* SET PROBLEM: Lines before the one containing "the backpack, returned" are excluded; retype that line and all remaining lines of the material exactly.

* INFORMATION SUPPLIED:
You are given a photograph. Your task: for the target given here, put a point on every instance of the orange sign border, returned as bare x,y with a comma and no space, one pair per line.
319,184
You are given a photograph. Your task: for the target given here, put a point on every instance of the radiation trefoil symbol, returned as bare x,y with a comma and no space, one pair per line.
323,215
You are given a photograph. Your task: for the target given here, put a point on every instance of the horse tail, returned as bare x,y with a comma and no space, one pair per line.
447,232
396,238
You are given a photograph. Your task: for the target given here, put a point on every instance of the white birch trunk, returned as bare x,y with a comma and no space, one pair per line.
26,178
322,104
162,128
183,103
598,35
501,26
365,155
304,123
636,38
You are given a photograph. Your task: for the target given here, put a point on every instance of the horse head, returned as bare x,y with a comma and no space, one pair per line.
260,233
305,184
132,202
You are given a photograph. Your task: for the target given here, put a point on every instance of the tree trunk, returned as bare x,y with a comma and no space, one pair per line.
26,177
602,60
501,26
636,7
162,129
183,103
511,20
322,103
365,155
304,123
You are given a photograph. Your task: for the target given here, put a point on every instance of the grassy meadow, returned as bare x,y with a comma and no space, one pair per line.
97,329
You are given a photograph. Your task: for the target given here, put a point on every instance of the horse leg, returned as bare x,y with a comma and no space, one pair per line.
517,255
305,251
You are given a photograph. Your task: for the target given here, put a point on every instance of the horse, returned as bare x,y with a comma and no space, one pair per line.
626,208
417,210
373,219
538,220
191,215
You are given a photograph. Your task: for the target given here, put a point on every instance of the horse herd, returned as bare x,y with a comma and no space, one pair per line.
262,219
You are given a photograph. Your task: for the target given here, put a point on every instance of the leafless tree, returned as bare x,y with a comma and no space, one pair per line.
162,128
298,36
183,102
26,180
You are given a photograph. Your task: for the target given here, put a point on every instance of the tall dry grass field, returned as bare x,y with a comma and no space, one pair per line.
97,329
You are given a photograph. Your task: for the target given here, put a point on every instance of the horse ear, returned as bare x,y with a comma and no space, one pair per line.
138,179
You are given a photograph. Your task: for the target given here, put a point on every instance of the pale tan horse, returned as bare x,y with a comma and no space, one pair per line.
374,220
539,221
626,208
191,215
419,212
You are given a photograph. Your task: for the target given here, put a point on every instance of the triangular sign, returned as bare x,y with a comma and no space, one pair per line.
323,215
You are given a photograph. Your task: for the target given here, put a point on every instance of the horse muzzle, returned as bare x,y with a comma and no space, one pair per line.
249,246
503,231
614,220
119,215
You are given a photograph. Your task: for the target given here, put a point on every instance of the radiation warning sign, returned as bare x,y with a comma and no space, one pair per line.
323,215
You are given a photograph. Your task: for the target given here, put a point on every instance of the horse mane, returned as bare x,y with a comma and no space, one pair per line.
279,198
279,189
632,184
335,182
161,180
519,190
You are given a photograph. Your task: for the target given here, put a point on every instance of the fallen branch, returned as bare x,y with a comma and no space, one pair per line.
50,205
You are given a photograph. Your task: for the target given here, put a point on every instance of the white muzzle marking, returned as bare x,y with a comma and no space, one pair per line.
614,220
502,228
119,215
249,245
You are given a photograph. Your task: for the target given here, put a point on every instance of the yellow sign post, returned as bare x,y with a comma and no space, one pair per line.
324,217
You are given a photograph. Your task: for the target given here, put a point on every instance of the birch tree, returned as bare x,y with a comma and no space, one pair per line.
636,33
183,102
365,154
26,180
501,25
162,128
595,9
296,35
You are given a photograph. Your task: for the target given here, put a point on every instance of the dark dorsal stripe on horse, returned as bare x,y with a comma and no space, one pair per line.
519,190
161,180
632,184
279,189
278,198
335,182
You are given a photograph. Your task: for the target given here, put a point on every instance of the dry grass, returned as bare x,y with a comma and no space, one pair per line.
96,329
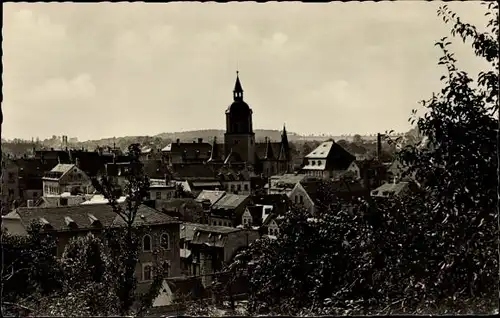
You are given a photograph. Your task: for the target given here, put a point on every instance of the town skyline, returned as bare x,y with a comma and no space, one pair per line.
116,74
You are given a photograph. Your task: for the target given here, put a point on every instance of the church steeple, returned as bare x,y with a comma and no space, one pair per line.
238,90
215,155
269,155
285,147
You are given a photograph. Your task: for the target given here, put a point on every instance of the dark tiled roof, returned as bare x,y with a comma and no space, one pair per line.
80,215
191,151
337,158
230,201
155,168
230,173
194,170
261,149
311,188
91,162
211,195
256,212
280,202
233,157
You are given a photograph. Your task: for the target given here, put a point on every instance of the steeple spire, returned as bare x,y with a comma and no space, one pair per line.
285,147
214,156
269,155
238,90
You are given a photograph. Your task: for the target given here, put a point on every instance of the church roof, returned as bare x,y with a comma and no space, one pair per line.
261,149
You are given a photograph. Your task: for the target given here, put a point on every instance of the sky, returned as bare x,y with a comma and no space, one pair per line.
98,70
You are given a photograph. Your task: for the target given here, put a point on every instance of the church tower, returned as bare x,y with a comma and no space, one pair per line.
239,136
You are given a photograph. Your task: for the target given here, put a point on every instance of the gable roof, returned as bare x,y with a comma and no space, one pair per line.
262,147
59,171
190,151
388,189
287,180
279,202
334,156
212,195
82,216
230,201
193,171
311,187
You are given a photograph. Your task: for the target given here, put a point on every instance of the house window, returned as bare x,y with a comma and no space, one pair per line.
146,243
165,241
147,272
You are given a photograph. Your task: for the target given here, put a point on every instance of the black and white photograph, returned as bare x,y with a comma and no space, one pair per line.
249,159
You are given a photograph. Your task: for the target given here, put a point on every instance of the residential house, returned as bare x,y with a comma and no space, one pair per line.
118,173
65,199
156,168
284,184
66,178
161,189
227,210
394,189
235,181
9,183
185,209
187,153
372,173
71,221
188,268
328,161
212,247
305,194
211,195
31,172
100,199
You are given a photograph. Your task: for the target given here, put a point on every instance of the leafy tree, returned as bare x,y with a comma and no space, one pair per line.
89,283
433,251
357,139
124,242
29,266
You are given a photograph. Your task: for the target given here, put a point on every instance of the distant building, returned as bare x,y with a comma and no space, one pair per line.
329,161
66,178
240,147
394,189
71,221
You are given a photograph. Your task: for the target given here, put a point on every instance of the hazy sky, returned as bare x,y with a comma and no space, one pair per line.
102,70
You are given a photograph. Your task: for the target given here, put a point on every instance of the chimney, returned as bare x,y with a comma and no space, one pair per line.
379,146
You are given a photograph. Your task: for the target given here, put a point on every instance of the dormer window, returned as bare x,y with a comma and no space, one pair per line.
45,224
93,220
69,222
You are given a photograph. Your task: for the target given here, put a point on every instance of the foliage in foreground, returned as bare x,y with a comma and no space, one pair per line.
96,274
434,251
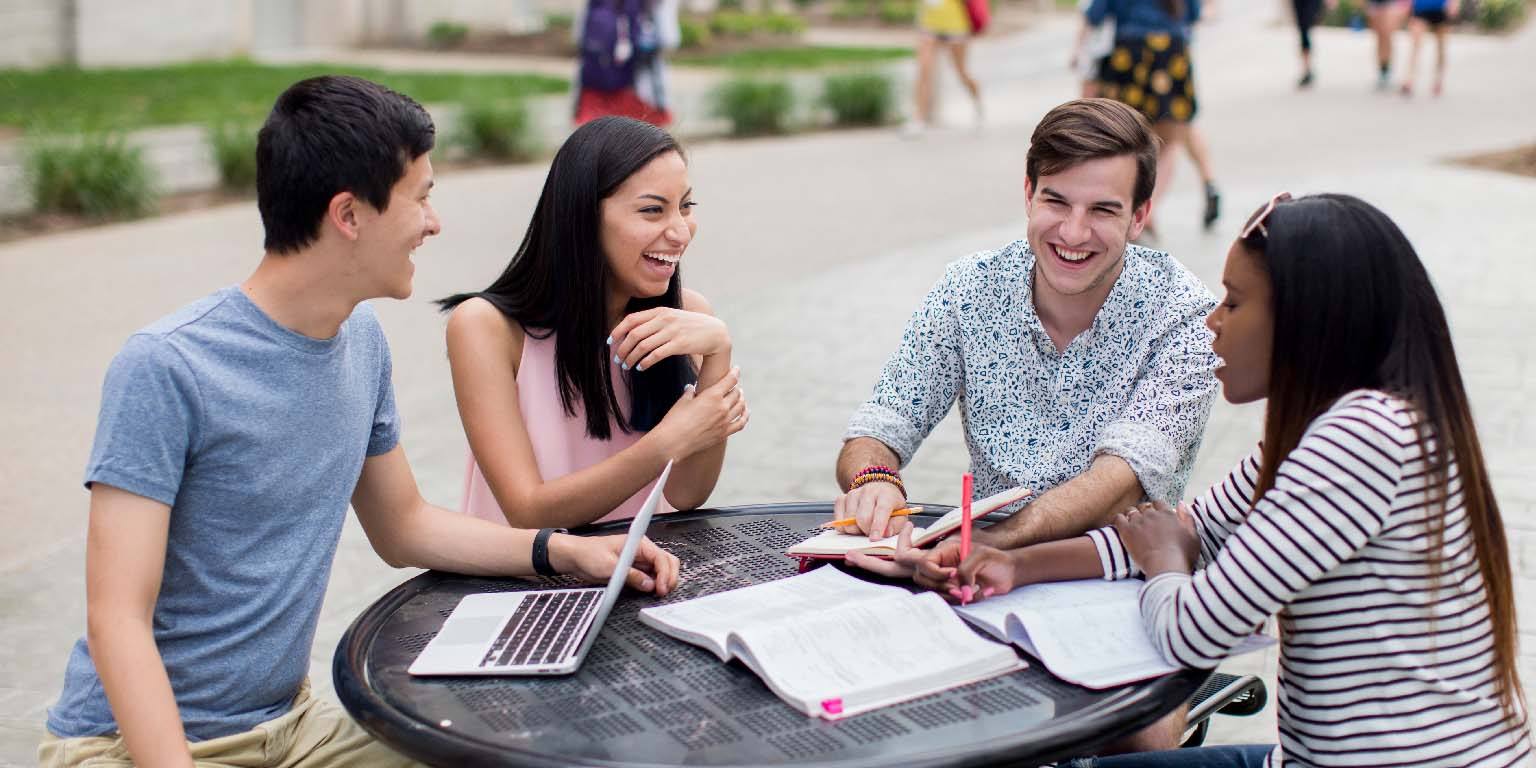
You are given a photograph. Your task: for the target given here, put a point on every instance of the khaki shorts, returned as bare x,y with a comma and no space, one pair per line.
314,733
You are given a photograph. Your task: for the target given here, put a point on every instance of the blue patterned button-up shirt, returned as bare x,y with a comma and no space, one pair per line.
1137,384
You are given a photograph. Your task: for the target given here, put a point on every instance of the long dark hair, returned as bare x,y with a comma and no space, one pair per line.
1355,309
558,280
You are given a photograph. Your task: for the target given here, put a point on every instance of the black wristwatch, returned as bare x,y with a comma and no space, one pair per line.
541,552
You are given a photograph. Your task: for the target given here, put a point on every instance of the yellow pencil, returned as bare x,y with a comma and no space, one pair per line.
850,521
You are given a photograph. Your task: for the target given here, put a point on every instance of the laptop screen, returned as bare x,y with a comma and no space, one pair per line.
621,569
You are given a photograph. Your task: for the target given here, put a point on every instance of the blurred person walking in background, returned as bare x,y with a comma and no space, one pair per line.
621,68
1092,46
1151,71
1429,16
1307,16
1386,17
950,25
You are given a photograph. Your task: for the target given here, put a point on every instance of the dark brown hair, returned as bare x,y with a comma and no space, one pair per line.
558,278
1355,309
1091,129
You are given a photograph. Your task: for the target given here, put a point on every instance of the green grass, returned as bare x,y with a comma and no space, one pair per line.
68,99
794,57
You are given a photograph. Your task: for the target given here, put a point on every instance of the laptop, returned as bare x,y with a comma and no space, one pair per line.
541,632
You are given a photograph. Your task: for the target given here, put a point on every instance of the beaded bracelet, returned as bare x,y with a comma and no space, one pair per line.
877,469
879,476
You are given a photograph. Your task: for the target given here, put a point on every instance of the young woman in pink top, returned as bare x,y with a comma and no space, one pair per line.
585,366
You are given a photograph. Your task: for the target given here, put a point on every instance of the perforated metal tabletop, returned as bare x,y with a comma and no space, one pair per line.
642,698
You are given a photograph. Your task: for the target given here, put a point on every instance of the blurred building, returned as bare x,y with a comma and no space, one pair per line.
103,33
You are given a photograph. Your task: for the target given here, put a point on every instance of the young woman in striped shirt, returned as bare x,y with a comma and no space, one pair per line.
1366,521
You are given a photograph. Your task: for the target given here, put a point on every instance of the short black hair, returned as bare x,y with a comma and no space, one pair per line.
326,135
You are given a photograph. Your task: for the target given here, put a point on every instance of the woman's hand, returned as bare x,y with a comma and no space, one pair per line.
1158,538
592,559
702,418
644,338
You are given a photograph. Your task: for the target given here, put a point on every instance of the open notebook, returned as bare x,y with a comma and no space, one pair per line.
1085,632
837,546
810,639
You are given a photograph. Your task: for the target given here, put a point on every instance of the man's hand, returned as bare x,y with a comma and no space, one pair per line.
1158,538
985,573
593,558
871,506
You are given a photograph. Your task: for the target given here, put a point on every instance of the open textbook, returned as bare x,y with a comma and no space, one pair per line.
836,546
1085,632
833,645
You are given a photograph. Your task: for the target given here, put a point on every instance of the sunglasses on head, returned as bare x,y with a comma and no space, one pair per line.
1263,215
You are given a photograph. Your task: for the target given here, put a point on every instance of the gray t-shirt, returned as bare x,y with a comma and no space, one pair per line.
255,436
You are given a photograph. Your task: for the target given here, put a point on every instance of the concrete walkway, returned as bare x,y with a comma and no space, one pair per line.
814,249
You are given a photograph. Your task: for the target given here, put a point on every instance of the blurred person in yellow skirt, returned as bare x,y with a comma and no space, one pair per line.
942,23
1149,69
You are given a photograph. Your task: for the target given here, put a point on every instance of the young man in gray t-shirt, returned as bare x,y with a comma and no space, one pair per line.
232,436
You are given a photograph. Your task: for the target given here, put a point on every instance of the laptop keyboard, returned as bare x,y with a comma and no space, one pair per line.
544,628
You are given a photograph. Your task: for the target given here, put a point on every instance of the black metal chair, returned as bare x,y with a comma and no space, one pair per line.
1234,695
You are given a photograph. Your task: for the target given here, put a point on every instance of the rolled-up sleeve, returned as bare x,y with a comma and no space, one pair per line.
920,380
1160,429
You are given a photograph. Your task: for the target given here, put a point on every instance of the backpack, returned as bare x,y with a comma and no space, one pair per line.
607,62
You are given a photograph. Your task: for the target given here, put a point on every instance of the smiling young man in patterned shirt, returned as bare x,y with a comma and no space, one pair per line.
1082,364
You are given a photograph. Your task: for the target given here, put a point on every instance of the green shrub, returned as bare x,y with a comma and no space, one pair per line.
899,11
695,34
100,177
733,23
864,99
782,23
446,34
1499,14
235,154
498,131
1343,14
753,106
851,9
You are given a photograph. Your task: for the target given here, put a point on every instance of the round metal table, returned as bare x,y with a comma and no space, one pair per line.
642,698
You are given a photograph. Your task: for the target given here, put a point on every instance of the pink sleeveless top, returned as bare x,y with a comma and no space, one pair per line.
561,444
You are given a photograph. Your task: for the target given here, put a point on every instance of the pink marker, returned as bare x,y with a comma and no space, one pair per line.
966,481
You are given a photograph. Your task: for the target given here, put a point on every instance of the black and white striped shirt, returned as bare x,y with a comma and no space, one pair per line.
1375,667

* THE ANSWER:
You are given a photograph. Your task: for the target given here, put a point on every instance of the backpack, returned as bare x,y with a comma and no space, one pair per line.
607,62
You are given a photograph. Your task: for the target given here, put a point on every instance of the smiling young man in patterned shirt, returned as bare x,y with a comma and no space, one pair per line.
1082,364
You are given a photograph. Your task: for the target given here, put a point on every instance of the green shrub, returned as bare x,y with a comma and no space, one pair per line.
899,11
695,34
100,177
733,23
864,99
782,23
446,34
1499,14
235,154
498,131
1343,14
753,106
851,9
You are given a photograph. Your task: for the target given here, put a point on every instance of the round metal table, returned as bare x,y with a comma and no space, one pair per line.
642,698
You are given a photograph. Your task: for the target given here, put a point on every instance of the pink sleeveless top, returned as bare x,y with a comma and no space, one pair per line.
561,444
You are given a photograph. Your task: for the target given here, put a point on every instance of the pink marker, returned as bare x,y with a comma and no space, one pair per line.
966,481
You are given a photograph. Your task: for the target given here, put a point on every instance of the black and white striped shirt, returned as bare x,y with a comma and no space, one pair per line.
1375,667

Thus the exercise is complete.